__Records provided__.
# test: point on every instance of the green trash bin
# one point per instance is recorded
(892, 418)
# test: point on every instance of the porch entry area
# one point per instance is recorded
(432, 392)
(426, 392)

__Exercise goal__. Retype the data above line for line, keeping every character the same.

__Full solution__.
# test: point on every instance of the green trash bin
# one point per instance is recorded
(892, 418)
# test: point on every instance of the porch entry area
# one point per instance is recorded
(432, 392)
(426, 392)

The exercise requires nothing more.